Fragmento original =
La mujer es la víctima preferida de la violencia intrafamiliar y de pareja, y el agresor es en casi todos los casos un varón. Sin “e”. En las estadísticas de 2020 de la Oficina de Violencia Doméstica de la Corte Suprema, 76% de las personas afectadas por violencia son mujeres y 24% son varones. Dieciséis personas afectadas pertenecen a géneros no binarios (sobre casi 10.000 casos).
La mujer muere por la violencia, al punto de que debimos crear un delito especial que expresa una desigualdad estructural en el ejercicio de la violencia hacia la mujer por sobre la violencia entre dos mujeres o dos varones. El artículo 80 inciso 11 del Código Penal define el femicidio como el homicidio causado “a una mujer cuando el hecho sea perpetrado por un hombre y mediare violencia de género”. En 2020 hubo 251 víctimas de femicidio, según los registros de la Corte Suprema. De ellas, 244 mujeres eran cisgénero, 6 eran “travestis” (según el lenguaje del informe) y sobre una de ellas no había datos. Al menos 41 habían denunciado al agresor y 27 tenían medidas de protección vigentes.
La mujer es objeto de trata. El sexo de las víctimas, según un informe del Ministerio Público Fiscal de la Nación (Ufase-Inecip, 2012) es, en un 2%, hombre y un 98%, mujer. Globalmente se discute hoy si la trata debe ser considerada como un delito imprescriptible de lesa humanidad. Finalmente, es una forma de esclavitud que tiene diversos niveles de complicidad, y que los organismos internacionales denuncian tanto respecto de los niños (compra y venta de niños, delito aún no tipificado en el derecho argentino pese a las exigencias internacionales), como respecto de las mujeres. Especialmente, la trata se vincula con temáticas del feminismo interseccional, pues la brecha de género impulsa la pobreza y la pobreza empuja a la desesperación, retroalimentando, a su vez, la brecha. Pensamos en mujeres mula, paridoras, esclavitud sexual, comercio de estupefacientes y otras formas de explotación inhumanas.
Quizás convenga detenerse en la interseccionalidad: mujeres migrantes, mujeres indígenas, mujeres pobres, mujeres adultas mayores, mujeres niñas, mujeres embarazadas y mujeres con hijos pequeños son muchas de las víctimas potenciales de esta indiferencia. La interseccionalidad supone que cuando una persona está atravesada por realidades que aumentan su vulnerabilidad, estas crean un círculo vicioso.

Datos mostrados =
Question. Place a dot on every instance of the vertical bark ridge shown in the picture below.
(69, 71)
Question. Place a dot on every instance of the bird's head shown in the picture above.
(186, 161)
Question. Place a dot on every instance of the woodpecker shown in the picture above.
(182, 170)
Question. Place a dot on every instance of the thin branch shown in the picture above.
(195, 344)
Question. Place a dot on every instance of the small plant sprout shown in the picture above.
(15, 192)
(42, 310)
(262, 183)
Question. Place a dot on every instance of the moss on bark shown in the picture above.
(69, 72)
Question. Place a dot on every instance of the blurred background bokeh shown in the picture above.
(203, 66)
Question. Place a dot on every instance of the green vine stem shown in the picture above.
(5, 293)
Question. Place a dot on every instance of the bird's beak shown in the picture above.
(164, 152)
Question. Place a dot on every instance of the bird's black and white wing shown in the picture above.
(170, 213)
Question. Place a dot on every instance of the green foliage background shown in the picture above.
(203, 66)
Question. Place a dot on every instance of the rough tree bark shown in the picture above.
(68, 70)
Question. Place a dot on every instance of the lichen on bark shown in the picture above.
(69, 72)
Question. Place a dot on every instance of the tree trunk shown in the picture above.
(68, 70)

* * *

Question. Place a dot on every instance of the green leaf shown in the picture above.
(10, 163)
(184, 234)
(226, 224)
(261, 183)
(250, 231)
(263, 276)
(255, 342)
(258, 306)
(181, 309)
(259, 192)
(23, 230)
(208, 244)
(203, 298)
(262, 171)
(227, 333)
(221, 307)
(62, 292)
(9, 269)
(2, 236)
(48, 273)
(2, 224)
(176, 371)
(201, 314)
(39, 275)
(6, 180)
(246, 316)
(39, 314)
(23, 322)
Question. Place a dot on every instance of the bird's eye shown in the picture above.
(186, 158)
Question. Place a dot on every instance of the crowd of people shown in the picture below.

...

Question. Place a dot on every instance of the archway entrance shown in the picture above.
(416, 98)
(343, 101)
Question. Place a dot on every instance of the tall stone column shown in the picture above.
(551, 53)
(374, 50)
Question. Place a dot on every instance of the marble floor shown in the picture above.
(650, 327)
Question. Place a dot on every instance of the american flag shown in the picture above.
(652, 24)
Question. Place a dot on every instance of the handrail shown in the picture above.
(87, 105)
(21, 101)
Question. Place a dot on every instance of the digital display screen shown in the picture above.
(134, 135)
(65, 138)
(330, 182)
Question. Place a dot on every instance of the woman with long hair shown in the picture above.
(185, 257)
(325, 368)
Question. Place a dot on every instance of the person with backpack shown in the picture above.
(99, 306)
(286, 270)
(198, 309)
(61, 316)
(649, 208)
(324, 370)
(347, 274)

Ejercicios =
A. Extrae del texto sobre la violencia contra la mujer el pasaje que comienza con "La mujer es la" y continúa hasta "casi 10.000 casos).".
B. Muestra todas las líneas de las entradas que contengan la palabra "tree", distinguiendo entre mayúsculas y minúsculas.

Soluciones =
A.
La mujer es la víctima preferida de la violencia intrafamiliar y de pareja, y el agresor es en casi todos los casos un varón. Sin “e”. En las estadísticas de 2020 de la Oficina de Violencia Doméstica de la Corte Suprema, 76% de las personas afectadas por violencia son mujeres y 24% son varones. Dieciséis personas afectadas pertenecen a géneros no binarios (sobre casi 10.000 casos).

B.
Question. Place a dot on every instance of the rough tree bark shown in the picture above.
Question. Place a dot on every instance of the tree trunk shown in the picture above.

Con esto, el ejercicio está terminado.